Laurie (10:07): It’s hard. I continue to look for stories within our Western culture that equate to that, and I’m still searching. The only thing that comes close is what I see exhibited in recovery communities, the idea that you can only keep what you have by giving it away. That whole idea, that whole paradox is somewhat, it touches upon but it cannot adequately capture the essence of Ubuntu. That is what I would say is likened to a practice of Ubuntu.

Ashley (10:48): There’s something in that spirit of connecting with someone else with unifying, with being thoughtful. It’s not just that I’m thinking about what’s best for the group, it’s that I’m also thinking about the group actively while I’m participating. I think that we do see a lot of those values in recovery spaces, and this is also something that is very much translated in the Black community and African and African American community in the US, in acknowledging that there are a lot of gaps in accessing recovery. I really do think that this is a critical lens for us to begin to look at how do people feel seen and heard and valued within recovery spaces. I’m so glad that you’re bringing this conversation to the forefront in introducing these principles and values in recovery spaces.

Laurie (11:39): Yes.

Ashley (11:39): How do the values of Ubuntu elevate and connect in recovery values? What other ways do you see Ubuntu and recovery principles connecting?

Laurie (11:51): I’m trying to bring this philosophy to the recovery space, to the full continuum of care. I start looking at who would be best to be a catalyst to introduce this to the United States, to my state, to my city, to my center. None other than the recovery community, because they embody the different ways to get better. See, at the end of the day, folks want to know what is it that I need to not be tortured by addiction, what are the things that I need not to be oppressed by the decisions that I’m making in a powerless state? There are spiritual aspects to it, things that are not visible to the eye. This is why the gathering part is so critical, because something happens in the atmosphere, there’s a transformation, a metamorphosis if you will, that happens in the space. The recovery community, and those who love them care about them, allies, families, they are the best folks to contain this, to take it then to our nation.

Laurie (13:20): Just like Ubuntu is a gift from Africa to the world, so Ubuntu is a gift to the recovery community to share with our nation. We need this, we need this desperately in the United States. You can see what’s happening. This was a catalyst for me to even start thinking outside of the normal ways to do things in that I saw a lot of suffering, stigma, discrimination. When I am you, you are me, and when you talk about me, you are inevitably mirroring yourself. There’s a great author, Wendell Berry, talks about the hidden wound. We’re trying to heal the hidden wound.

○ ○ ○ ○

**REQUIRED WORK**
**a.** In the Ubuntu and recovery conversation, what does Laurie say is the only thing in Western culture that comes close to Ubuntu?
**b.** Carry on the Ubuntu and recovery conversation past its final line, in the same speaker-and-timestamp format.

**RECORD EXTRACTS**
○ ○ ○ ○

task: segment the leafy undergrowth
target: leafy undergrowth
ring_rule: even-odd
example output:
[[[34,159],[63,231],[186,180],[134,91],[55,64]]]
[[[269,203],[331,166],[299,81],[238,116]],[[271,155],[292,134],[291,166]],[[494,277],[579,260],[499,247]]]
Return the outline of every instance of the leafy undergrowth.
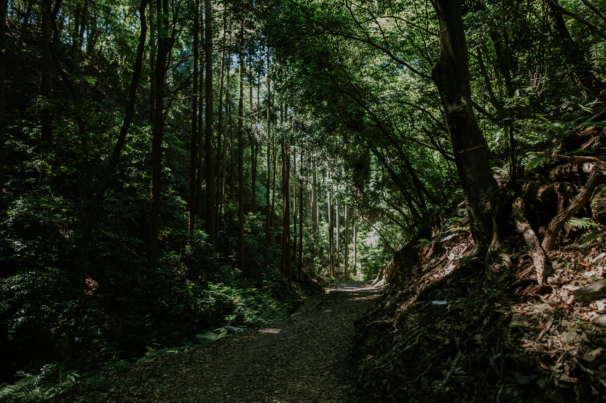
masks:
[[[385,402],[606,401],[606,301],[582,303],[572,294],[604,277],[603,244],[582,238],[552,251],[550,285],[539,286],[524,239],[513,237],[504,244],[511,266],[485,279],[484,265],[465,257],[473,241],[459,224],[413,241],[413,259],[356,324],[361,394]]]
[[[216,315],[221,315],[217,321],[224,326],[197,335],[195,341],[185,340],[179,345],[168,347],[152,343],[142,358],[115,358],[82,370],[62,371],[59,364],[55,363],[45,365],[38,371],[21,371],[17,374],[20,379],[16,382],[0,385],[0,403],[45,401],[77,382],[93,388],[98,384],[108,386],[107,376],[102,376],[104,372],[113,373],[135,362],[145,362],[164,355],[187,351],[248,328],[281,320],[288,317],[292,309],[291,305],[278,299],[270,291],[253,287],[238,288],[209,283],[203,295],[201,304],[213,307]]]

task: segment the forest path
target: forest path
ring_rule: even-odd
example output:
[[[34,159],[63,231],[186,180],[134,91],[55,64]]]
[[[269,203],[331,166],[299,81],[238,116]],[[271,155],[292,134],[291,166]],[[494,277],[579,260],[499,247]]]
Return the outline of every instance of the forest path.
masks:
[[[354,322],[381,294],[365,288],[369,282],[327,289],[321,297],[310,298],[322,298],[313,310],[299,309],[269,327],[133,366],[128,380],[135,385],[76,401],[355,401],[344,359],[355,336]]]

○ ○ ○ ○

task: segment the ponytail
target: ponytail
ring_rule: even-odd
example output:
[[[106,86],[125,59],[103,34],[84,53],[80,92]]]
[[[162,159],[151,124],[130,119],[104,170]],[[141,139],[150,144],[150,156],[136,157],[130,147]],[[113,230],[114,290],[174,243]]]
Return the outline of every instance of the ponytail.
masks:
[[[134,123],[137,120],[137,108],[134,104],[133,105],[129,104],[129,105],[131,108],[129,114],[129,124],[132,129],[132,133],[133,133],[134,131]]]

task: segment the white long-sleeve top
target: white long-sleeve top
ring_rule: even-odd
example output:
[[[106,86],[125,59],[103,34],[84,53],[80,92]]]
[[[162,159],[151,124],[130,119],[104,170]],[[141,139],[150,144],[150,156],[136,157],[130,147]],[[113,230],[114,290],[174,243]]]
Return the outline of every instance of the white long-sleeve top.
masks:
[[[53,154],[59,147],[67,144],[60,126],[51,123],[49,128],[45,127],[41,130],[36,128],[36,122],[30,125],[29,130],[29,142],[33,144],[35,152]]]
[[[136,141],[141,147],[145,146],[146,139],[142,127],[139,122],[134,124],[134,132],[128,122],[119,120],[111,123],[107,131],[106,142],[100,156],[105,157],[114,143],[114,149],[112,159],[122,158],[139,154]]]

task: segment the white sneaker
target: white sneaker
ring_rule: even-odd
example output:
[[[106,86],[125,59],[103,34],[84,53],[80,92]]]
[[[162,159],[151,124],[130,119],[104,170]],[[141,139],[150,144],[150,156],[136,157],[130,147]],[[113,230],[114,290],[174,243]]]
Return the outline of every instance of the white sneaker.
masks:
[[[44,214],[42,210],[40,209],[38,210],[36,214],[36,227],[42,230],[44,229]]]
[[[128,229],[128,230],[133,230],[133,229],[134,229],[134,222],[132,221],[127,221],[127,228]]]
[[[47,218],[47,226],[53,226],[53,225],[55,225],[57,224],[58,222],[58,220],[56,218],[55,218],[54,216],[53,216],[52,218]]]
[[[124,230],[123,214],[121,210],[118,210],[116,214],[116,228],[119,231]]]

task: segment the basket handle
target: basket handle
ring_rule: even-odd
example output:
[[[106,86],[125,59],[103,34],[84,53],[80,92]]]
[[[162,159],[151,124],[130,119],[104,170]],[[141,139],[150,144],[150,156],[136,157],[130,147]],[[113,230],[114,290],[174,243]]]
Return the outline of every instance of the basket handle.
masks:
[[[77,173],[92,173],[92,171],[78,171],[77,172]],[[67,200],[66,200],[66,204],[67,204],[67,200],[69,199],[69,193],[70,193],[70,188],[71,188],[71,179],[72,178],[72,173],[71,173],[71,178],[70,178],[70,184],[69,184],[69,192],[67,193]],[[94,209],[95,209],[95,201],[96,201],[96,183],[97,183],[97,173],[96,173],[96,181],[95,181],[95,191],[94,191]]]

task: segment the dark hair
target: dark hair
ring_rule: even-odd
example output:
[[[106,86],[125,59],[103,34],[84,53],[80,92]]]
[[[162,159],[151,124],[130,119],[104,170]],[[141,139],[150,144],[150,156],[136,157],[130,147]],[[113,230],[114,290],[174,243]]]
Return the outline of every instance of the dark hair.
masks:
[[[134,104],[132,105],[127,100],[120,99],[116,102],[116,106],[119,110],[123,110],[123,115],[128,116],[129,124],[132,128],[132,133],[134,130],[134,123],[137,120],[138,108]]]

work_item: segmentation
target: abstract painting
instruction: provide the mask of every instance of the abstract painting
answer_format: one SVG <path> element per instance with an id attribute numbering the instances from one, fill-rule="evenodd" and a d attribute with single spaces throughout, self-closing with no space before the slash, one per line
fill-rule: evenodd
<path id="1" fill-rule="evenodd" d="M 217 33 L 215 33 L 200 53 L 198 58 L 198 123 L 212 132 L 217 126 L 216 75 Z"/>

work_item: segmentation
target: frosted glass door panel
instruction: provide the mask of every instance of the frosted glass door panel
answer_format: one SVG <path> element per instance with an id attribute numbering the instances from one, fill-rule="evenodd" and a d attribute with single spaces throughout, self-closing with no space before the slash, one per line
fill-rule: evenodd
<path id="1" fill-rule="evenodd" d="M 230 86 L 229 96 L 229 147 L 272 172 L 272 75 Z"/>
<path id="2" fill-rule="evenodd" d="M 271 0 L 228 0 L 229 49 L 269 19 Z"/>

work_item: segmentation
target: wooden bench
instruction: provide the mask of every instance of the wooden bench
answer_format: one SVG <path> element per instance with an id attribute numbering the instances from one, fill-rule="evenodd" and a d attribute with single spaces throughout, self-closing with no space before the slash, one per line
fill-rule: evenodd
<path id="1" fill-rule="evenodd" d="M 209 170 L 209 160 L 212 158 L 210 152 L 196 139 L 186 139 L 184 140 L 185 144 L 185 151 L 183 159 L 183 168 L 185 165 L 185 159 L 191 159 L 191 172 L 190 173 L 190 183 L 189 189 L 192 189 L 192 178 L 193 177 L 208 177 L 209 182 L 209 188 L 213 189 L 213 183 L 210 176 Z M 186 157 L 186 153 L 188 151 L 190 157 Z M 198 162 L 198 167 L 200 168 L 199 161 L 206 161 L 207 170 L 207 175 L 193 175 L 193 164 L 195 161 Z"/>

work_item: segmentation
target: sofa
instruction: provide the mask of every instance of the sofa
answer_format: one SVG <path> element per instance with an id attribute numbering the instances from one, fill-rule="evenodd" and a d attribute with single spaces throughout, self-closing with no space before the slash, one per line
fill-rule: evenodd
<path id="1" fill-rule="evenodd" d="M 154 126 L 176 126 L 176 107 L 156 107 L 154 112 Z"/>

○ ○ ○ ○

**ANSWER SET**
**a.** What she sees in recovery communities: the idea that you can only keep what you have by giving it away.

**b.**
Ashley (14:11): What so resonates with me about what you’re sharing is it’s more than a practice. It’s a lifestyle, it’s a culture change, it’s a dynamic change, it’s a shift in mentality. I’m always thoughtful and mindful about how we can appreciate, adopt, and build in values into our practices while being mindful of not appropriating the beautiful and dynamic cultures that they come from. I think that with the ways in which recovery practices, recovery principles, align with Ubuntu, it is really a dynamic opportunity for us to think about what is the shift that has to happen, or what is the shift that can happen in lifestyle, in appreciation and values of others, of seeing one another, the importance of being seen and heard in communities that have experienced systemic and structural marginalization. This is the embodiment of it. It’s more than a practice, it is an entire culture shift. I just love that so much. I’m so grateful that you’re talking about it in these spaces.

Ashley (15:16): Is there anything else you would like for folks to consider as they think about how do you do that, how do you begin to implement this in a non-performative way?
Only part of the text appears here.